**Exercise requirements**
Which lines of the material hold the word "jersey"? Copy each one.

**Provided data**
□ □ □ □ □ □ □

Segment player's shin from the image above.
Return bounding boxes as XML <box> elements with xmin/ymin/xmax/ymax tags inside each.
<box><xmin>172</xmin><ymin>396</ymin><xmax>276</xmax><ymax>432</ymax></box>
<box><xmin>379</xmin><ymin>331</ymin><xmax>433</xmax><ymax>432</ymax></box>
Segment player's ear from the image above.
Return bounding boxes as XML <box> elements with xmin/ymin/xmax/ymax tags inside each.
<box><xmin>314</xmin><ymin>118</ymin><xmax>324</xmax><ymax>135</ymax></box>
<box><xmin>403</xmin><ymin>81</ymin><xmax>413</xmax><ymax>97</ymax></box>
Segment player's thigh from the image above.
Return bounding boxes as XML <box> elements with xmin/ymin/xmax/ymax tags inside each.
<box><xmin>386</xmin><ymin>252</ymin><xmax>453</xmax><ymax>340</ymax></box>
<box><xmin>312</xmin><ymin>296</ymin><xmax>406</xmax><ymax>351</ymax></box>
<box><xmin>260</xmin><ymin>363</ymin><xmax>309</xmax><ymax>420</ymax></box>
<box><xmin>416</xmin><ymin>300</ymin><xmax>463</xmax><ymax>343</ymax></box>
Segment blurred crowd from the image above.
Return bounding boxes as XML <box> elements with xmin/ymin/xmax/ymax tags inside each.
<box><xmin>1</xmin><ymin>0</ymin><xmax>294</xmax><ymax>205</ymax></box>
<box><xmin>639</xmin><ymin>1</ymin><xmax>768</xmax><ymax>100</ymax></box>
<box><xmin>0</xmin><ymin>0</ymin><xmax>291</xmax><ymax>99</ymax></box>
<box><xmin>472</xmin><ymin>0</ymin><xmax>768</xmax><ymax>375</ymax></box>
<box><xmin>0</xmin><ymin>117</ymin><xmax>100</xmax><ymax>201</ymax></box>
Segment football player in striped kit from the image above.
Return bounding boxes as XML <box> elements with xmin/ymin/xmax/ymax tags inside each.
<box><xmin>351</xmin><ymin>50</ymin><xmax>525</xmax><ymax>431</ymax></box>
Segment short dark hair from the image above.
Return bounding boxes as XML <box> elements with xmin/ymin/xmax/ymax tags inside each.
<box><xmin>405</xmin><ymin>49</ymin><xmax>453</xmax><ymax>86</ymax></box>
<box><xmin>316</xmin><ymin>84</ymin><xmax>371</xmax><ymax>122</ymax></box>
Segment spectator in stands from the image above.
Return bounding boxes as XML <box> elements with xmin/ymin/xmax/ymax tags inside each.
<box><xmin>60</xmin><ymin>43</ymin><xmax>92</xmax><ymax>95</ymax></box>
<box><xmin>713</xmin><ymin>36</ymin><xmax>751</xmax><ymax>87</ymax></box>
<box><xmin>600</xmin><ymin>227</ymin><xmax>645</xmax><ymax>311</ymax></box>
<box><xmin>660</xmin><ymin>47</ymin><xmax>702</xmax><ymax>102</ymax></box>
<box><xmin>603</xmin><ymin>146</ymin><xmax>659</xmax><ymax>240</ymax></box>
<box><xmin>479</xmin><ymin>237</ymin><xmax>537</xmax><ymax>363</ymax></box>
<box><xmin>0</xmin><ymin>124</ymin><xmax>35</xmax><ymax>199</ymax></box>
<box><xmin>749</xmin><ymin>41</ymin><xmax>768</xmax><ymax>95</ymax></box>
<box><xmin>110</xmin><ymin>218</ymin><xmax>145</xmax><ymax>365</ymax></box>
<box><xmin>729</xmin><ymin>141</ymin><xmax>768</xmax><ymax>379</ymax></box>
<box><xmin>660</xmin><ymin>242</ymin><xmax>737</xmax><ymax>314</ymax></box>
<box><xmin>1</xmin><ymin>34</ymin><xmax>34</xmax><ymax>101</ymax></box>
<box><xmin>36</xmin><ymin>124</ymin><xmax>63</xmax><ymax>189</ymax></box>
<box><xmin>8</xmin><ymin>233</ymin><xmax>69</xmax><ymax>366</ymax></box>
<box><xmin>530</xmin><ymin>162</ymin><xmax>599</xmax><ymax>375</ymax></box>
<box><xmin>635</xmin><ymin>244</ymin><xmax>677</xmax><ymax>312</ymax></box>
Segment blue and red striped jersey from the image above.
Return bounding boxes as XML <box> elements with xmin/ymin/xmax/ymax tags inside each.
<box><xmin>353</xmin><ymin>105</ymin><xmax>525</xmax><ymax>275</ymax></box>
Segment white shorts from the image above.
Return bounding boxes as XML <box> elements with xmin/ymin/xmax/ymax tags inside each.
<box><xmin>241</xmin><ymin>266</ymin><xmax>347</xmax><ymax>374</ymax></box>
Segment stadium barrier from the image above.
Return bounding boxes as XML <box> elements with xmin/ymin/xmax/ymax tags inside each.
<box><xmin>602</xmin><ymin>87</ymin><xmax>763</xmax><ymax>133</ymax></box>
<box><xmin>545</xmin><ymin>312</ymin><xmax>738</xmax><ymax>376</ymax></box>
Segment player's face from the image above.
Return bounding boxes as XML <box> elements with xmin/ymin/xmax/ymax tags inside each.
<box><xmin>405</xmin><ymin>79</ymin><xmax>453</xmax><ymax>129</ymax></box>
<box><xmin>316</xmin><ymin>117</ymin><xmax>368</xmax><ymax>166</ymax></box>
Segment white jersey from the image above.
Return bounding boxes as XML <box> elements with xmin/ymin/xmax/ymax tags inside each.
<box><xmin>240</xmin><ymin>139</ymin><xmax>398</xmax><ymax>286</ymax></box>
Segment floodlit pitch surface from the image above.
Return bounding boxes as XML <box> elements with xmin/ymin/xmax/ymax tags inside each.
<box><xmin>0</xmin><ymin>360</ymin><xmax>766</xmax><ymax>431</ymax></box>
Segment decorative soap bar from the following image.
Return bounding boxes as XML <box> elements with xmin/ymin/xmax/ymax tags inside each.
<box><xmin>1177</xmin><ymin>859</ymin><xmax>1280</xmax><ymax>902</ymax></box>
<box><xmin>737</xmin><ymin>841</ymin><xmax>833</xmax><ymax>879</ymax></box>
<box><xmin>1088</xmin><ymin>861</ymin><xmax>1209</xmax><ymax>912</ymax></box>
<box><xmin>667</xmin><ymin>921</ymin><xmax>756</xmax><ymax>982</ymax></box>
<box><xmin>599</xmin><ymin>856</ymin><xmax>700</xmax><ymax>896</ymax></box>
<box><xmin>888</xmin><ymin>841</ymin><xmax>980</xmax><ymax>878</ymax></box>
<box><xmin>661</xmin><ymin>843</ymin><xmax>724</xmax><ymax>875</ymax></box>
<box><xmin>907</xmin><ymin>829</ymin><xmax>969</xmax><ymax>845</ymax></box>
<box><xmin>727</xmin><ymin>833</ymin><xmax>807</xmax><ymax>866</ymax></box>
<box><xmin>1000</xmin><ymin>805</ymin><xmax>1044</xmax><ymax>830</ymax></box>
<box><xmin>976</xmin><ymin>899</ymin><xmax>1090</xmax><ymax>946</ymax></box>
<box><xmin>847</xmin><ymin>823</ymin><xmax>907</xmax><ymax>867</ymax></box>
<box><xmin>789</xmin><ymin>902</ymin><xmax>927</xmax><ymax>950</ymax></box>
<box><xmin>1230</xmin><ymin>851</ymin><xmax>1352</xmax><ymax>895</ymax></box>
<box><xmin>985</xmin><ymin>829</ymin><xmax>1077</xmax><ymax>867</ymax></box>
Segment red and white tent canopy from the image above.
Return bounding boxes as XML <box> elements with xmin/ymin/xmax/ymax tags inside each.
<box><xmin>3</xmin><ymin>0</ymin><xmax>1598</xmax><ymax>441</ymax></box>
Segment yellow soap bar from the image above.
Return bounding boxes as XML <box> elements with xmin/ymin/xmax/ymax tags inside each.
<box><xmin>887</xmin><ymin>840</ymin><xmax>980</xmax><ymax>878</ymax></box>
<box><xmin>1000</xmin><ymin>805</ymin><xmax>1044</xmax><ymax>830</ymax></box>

□ □ □ □ □ □ □

**Solution for this exercise**
Segment blue and red striped jersey from the image above.
Segment white jersey from the image above.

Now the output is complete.